Indeed, the casual allure of a black coat, slung over a pink chiffon ruffle dress with a Pierrot collar, will probably raise eyebrows in the Valentino camp.

Valentino did not attend the show, but his longtime business partner, Giancarlo Giammetti, was on hand to make sure his heritage was preserved.

"I saw a nice evolution, I didn't see a great change," he said. "At least she didn't do trash out of Valentino and that's very important."

Ivana Omazic sculpted high-tech fabrics into billowing parkas with parachute hems or coats with bulb-shaped sleeves in her collection for Celine, inspired by extreme sports and flowers.

The Croatian designer has steadily imposed her vision in the three years since she joined the French label, and this was her strongest collection yet.

"There is this general idea that either you're very elegant and chic, either you're very comfortable. Why shouldn't you be both at the same time?" she told The AP.

British designer Stella McCartney has built her career on correctly guessing what other women really, really want.

Next winter, she sees them wrapping up in oversized coats in fuzzy gray felt or rich double faced cocoa wool. Perhaps it is the effect of having three children in three years, but McCartney was definitely in the mood for cocooning.

Her rock chick aesthetic of yore has evolved into a casual sophistication that spans from striped blanket capes to a black cocktail mini dress with a stand-away bustier.

Yves Saint Laurent designer Stefano Pilati may not wear the outfits he designs, but he grew up in a house full of stylish women, sketching his first outfits for his sisters after stealing their copies of Vogue.

His razor-sharp collection of lean tailored jackets and cascading riding skirts will likely appeal to strong women like actress Julianne Moore, who sat in the front row.

### Information supplied

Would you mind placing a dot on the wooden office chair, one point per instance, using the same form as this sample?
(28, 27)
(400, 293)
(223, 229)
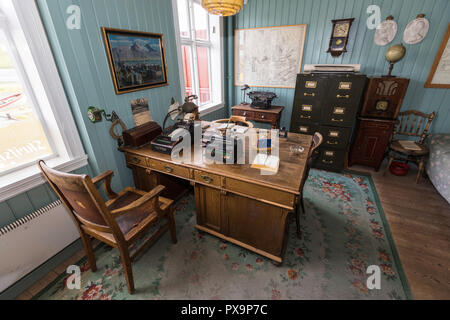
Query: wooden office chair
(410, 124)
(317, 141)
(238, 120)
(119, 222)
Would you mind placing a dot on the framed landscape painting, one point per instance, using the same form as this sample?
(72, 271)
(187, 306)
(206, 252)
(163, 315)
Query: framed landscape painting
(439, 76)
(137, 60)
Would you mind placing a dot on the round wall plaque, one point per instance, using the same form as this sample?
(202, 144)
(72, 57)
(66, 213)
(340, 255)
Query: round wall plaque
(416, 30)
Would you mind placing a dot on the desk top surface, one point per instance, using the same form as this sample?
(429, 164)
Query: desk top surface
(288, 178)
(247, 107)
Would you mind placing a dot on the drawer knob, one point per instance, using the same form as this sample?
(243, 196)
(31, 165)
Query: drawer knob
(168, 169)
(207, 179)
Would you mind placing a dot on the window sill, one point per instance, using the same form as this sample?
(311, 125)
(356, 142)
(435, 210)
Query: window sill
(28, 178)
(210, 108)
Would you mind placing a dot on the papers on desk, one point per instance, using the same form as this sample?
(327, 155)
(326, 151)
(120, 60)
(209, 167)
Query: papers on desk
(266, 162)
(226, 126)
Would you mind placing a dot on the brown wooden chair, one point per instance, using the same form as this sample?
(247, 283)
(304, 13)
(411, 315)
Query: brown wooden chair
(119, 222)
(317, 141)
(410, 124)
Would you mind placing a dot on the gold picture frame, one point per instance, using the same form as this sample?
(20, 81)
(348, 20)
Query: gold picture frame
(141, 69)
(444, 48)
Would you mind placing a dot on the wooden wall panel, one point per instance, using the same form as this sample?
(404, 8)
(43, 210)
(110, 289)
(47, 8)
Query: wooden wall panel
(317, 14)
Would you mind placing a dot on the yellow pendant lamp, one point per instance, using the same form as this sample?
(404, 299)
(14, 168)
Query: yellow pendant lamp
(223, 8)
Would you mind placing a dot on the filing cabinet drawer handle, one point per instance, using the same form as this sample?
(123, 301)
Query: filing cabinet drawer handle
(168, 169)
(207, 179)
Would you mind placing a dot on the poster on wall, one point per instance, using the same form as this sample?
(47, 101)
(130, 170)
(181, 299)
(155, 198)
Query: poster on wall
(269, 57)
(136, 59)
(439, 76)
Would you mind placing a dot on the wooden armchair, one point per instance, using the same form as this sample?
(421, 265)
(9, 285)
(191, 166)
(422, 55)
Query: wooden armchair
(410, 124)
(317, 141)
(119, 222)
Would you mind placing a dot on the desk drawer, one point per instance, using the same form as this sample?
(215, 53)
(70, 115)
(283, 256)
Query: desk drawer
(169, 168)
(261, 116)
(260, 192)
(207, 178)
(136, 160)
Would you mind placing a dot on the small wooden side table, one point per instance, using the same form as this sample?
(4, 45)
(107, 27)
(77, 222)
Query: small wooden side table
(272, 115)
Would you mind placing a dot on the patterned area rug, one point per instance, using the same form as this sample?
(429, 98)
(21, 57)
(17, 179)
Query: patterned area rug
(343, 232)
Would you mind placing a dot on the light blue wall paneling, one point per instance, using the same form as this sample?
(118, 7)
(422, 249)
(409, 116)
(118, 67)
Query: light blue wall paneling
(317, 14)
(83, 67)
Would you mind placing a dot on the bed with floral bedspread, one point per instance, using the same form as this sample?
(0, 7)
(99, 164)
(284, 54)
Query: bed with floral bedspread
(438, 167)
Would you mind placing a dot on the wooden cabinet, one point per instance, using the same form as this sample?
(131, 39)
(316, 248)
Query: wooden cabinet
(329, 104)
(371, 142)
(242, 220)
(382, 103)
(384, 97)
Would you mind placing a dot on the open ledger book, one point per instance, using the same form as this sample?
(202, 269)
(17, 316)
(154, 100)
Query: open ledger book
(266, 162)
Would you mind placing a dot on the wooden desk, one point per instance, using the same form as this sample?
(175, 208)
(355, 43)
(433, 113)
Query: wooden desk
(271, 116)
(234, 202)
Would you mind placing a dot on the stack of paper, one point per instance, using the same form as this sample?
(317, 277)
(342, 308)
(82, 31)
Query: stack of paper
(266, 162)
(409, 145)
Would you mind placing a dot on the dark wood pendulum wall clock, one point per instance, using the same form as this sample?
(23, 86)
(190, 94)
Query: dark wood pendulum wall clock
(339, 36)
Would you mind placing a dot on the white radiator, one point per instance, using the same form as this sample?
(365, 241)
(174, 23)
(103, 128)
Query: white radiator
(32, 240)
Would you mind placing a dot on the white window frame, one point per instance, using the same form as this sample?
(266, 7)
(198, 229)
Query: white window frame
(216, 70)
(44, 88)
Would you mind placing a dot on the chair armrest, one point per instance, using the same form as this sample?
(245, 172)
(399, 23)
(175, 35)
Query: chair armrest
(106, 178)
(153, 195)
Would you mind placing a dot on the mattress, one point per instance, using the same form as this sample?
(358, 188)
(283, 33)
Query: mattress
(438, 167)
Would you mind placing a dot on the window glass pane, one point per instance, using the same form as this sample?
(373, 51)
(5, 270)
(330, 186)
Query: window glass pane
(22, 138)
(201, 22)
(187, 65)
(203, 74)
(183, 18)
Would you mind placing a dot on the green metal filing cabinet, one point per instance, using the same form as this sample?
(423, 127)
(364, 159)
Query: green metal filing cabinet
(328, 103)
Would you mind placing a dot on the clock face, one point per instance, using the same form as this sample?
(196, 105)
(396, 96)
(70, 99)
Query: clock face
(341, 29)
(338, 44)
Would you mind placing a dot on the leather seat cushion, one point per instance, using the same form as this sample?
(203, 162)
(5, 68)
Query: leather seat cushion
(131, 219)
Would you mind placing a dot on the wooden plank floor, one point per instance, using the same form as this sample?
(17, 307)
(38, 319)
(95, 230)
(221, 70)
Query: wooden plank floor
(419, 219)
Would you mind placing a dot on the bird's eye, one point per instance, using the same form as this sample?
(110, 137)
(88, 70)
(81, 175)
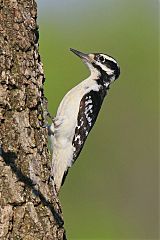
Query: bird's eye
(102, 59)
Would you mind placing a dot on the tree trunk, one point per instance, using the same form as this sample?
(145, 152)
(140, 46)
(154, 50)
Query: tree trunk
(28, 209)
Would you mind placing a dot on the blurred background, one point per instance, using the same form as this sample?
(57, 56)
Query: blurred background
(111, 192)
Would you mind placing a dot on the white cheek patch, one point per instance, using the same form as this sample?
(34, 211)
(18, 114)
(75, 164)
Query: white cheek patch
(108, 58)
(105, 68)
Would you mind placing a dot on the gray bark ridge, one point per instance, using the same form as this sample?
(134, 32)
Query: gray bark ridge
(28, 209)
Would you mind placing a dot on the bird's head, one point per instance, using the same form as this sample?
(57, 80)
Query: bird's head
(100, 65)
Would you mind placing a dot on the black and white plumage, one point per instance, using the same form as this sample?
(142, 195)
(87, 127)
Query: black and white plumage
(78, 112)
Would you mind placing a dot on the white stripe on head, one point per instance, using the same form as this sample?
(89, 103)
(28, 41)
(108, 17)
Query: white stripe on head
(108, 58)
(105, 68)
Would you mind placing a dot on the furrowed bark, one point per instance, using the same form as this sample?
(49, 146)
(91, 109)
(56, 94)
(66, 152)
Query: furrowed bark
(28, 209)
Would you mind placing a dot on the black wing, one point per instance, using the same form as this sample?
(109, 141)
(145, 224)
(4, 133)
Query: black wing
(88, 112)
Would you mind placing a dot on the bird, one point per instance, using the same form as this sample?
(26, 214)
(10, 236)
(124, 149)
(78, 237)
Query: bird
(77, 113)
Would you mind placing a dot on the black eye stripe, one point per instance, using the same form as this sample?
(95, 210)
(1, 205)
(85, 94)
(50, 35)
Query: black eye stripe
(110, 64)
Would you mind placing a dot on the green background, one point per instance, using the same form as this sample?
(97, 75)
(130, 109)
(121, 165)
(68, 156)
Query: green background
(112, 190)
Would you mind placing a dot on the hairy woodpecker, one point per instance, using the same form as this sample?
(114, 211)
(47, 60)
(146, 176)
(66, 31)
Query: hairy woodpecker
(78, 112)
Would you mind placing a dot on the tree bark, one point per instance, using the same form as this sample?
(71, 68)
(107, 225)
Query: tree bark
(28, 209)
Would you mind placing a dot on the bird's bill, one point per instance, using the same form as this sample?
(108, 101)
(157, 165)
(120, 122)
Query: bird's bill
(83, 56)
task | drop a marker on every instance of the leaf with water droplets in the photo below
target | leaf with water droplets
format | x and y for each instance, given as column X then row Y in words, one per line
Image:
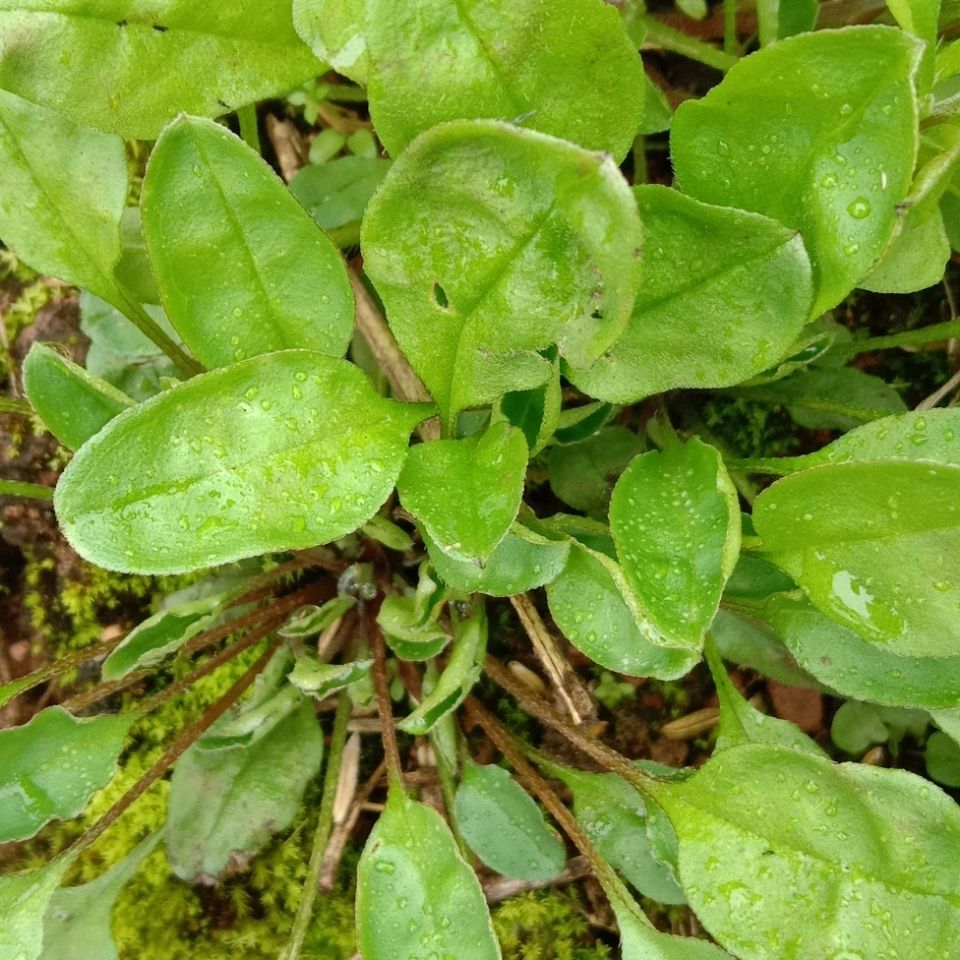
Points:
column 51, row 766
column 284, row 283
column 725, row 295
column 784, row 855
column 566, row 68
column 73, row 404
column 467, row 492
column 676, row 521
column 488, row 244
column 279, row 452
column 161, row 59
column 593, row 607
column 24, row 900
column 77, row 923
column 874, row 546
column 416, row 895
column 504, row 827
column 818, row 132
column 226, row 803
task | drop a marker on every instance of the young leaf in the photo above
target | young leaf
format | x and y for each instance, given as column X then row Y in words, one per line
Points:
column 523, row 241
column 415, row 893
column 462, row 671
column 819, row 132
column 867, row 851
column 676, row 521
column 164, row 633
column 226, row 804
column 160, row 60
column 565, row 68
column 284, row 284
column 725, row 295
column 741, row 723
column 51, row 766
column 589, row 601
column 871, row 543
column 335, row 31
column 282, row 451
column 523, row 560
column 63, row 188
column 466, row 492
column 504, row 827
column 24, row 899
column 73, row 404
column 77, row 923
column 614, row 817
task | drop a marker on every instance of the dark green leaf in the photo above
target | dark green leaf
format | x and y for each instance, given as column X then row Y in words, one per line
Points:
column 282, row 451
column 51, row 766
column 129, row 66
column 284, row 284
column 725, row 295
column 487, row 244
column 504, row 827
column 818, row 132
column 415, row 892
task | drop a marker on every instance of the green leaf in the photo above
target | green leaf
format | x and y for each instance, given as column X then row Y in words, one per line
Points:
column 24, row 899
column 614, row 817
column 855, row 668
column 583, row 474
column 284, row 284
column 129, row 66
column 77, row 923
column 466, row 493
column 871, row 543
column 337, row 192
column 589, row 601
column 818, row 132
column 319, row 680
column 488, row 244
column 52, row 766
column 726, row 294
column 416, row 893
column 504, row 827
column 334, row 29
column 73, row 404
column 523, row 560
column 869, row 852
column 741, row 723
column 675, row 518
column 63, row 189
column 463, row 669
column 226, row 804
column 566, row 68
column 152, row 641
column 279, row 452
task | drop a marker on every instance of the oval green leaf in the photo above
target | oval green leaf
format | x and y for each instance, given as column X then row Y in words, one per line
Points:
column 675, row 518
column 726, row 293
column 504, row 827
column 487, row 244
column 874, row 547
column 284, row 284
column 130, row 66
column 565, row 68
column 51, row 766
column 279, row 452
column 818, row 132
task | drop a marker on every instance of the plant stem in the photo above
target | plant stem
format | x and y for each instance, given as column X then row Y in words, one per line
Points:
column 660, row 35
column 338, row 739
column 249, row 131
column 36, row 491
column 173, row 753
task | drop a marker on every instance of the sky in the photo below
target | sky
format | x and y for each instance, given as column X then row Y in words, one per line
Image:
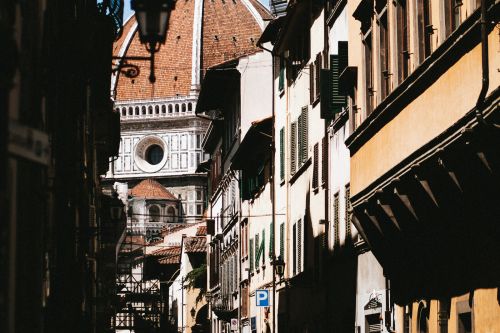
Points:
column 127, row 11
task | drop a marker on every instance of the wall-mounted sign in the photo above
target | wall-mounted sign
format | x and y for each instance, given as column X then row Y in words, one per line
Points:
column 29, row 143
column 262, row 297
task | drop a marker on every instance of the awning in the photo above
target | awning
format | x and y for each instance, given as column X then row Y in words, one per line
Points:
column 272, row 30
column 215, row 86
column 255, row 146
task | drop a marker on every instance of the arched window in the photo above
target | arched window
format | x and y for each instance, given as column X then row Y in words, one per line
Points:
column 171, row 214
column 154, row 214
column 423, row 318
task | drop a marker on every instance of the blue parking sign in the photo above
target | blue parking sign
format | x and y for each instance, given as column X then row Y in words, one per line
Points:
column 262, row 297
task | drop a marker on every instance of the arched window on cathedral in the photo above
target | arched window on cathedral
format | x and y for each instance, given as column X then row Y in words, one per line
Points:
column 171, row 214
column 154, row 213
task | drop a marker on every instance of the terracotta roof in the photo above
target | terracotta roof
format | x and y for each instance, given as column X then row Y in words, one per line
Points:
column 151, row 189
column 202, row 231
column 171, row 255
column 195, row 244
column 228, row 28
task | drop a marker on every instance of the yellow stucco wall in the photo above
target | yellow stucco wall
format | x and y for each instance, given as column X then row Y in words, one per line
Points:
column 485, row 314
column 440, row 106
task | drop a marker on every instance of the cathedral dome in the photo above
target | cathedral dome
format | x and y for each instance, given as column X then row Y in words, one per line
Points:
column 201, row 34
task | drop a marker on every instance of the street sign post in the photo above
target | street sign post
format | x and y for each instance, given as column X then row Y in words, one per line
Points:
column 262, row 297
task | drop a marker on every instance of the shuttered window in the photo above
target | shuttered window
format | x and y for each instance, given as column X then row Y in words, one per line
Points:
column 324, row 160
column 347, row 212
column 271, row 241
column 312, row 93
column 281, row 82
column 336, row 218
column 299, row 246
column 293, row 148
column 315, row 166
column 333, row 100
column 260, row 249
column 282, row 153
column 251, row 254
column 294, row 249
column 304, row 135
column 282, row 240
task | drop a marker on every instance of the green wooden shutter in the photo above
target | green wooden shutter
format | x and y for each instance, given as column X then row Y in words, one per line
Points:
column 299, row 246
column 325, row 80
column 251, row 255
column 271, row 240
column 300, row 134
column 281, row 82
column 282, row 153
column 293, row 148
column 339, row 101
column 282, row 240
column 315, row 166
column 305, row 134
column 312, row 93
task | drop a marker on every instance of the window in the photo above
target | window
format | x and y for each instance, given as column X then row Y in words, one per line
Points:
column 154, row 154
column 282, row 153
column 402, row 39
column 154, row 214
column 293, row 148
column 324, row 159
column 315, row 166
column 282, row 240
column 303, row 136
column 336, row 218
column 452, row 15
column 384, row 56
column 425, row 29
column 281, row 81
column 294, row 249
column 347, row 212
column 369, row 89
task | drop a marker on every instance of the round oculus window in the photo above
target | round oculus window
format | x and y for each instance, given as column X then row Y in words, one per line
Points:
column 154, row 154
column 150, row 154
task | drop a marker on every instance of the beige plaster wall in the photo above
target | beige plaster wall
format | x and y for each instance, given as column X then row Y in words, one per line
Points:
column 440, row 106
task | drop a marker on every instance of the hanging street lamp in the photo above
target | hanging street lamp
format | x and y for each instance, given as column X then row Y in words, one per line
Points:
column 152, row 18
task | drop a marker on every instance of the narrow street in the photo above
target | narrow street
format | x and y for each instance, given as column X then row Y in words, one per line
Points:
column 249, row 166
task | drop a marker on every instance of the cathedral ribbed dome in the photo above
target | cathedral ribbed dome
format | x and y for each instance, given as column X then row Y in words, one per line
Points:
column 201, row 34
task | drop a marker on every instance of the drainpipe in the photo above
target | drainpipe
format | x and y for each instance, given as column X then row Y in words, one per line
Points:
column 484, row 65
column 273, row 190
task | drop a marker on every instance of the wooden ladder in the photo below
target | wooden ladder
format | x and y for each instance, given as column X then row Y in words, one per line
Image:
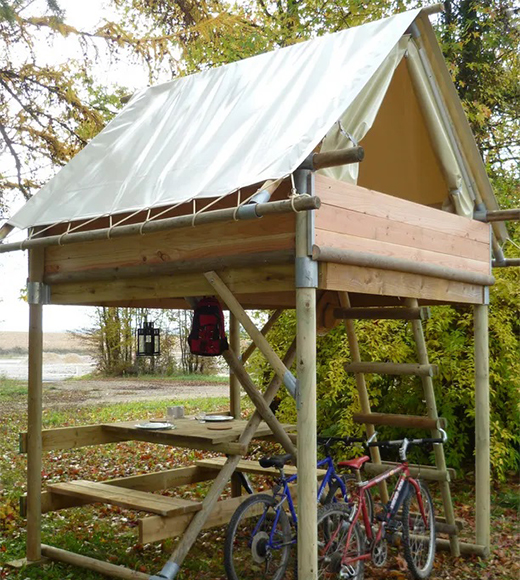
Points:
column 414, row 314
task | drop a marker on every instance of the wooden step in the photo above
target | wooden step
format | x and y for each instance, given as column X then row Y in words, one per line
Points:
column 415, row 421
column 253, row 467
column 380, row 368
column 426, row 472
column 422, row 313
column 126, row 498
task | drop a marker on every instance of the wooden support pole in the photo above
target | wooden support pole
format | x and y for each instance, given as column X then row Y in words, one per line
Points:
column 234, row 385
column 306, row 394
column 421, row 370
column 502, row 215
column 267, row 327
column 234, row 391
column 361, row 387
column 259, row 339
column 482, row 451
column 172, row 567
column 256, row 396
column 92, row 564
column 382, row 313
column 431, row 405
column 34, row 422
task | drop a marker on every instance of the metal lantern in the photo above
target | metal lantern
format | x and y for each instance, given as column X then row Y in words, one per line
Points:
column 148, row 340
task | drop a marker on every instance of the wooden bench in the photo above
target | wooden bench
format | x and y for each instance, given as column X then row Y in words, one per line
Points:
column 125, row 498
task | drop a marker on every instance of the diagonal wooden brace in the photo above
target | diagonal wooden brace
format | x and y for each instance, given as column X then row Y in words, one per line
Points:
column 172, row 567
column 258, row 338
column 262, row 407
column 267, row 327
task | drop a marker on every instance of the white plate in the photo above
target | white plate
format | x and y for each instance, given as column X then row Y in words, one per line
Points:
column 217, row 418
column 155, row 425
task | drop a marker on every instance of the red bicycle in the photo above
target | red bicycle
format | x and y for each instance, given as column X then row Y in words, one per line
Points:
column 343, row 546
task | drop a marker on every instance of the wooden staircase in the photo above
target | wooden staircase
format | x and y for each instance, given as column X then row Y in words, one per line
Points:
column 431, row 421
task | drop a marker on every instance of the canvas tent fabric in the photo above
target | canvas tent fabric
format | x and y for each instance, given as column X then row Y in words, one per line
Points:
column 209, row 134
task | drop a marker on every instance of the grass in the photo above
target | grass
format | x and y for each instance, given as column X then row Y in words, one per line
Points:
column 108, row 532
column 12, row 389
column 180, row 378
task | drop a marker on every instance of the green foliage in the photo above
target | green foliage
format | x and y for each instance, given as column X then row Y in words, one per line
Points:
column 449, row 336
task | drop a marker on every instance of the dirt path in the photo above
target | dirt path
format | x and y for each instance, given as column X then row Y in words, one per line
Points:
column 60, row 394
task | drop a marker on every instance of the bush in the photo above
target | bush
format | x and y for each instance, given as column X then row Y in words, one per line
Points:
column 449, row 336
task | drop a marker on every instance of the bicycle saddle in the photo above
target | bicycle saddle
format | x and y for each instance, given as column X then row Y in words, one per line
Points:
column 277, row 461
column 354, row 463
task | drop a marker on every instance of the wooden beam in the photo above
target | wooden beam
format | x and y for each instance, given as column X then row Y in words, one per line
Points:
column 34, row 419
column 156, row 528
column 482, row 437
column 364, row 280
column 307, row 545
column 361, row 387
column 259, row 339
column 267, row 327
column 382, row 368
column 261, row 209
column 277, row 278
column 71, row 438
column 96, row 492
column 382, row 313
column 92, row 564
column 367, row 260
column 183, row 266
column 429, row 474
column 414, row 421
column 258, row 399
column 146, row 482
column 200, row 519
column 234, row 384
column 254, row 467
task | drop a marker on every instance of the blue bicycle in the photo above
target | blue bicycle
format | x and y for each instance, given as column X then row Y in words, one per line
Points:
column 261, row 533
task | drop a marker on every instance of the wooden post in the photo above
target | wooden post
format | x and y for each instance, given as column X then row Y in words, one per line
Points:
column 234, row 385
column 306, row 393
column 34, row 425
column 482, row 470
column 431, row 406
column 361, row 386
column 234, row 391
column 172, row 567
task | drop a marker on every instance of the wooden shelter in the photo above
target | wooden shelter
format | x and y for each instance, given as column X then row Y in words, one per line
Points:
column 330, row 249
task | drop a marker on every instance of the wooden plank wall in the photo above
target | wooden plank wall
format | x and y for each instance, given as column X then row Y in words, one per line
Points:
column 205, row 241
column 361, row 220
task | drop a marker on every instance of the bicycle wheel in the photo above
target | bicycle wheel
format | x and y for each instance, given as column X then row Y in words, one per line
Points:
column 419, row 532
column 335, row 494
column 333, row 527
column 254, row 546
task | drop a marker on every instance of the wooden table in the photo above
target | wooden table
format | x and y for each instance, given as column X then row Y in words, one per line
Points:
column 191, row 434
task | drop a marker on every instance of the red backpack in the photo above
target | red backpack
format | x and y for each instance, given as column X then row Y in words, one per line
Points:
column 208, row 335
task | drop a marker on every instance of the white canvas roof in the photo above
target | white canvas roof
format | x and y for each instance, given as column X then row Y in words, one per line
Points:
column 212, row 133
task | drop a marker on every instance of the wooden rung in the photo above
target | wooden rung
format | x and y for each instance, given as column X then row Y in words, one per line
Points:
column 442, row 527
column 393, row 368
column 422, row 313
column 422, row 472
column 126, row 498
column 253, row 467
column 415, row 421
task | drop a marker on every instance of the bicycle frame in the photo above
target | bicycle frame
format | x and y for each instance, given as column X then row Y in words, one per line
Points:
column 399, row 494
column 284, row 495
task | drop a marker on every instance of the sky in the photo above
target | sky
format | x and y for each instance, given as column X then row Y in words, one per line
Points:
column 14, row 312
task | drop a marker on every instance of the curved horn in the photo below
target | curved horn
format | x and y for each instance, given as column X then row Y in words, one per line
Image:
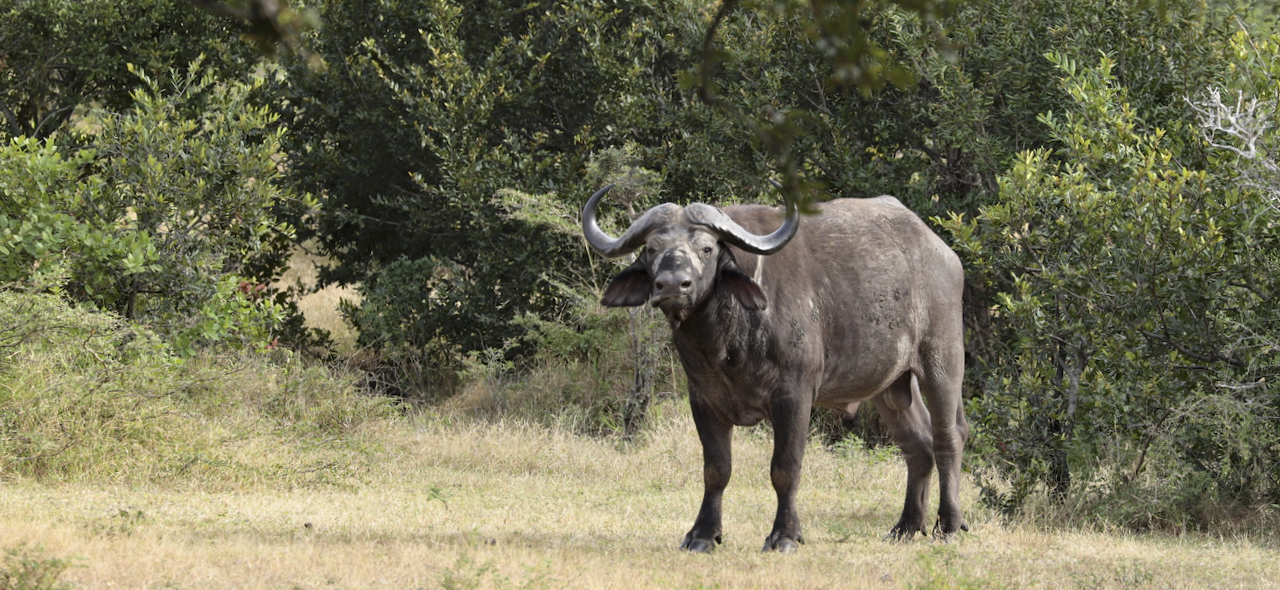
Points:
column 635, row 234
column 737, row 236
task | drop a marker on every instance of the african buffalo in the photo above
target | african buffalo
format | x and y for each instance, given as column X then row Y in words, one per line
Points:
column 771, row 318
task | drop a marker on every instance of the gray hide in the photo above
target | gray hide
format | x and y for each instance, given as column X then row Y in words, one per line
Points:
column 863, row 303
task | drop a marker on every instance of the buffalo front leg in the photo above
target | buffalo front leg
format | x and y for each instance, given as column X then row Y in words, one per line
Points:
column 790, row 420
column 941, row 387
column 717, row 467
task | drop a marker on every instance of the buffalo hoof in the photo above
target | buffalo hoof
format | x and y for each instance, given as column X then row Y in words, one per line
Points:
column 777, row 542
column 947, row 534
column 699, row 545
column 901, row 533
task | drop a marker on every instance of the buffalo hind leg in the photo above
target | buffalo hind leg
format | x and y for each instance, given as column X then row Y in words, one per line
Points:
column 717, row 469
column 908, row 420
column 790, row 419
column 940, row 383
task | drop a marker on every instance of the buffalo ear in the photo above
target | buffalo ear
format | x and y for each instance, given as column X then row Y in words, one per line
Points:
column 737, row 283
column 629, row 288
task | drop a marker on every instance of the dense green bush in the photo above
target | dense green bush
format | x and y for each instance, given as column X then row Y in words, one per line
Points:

### To be done
(1) Using the fashion report, explain why Giancarlo Giammetti was at the Valentino show and what he called very important about the collection.
(2) Quote the fashion report word for word, starting with "Yves Saint Laurent" and going on through "the front row.".

### Answers for the exercise
(1) Giammetti attended in Valentino's place to make sure the designer's heritage was preserved. He called it very important that she "didn't do trash out of Valentino."

(2)
Yves Saint Laurent designer Stefano Pilati may not wear the outfits he designs, but he grew up in a house full of stylish women, sketching his first outfits for his sisters after stealing their copies of Vogue.

His razor-sharp collection of lean tailored jackets and cascading riding skirts will likely appeal to strong women like actress Julianne Moore, who sat in the front row.